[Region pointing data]
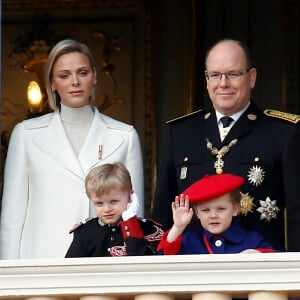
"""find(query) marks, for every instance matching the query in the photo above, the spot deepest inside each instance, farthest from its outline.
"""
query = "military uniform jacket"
(266, 154)
(234, 240)
(134, 237)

TASK REQUIREMENTS: Every entry should be written out word for word, except for its pictures.

ANSWER SPACE:
"""find(query) marks, for every instance matching the query in the photo above, the spot deepest inside each instance, farthest from its outline.
"""
query = "military uniform jacket"
(266, 154)
(234, 240)
(134, 237)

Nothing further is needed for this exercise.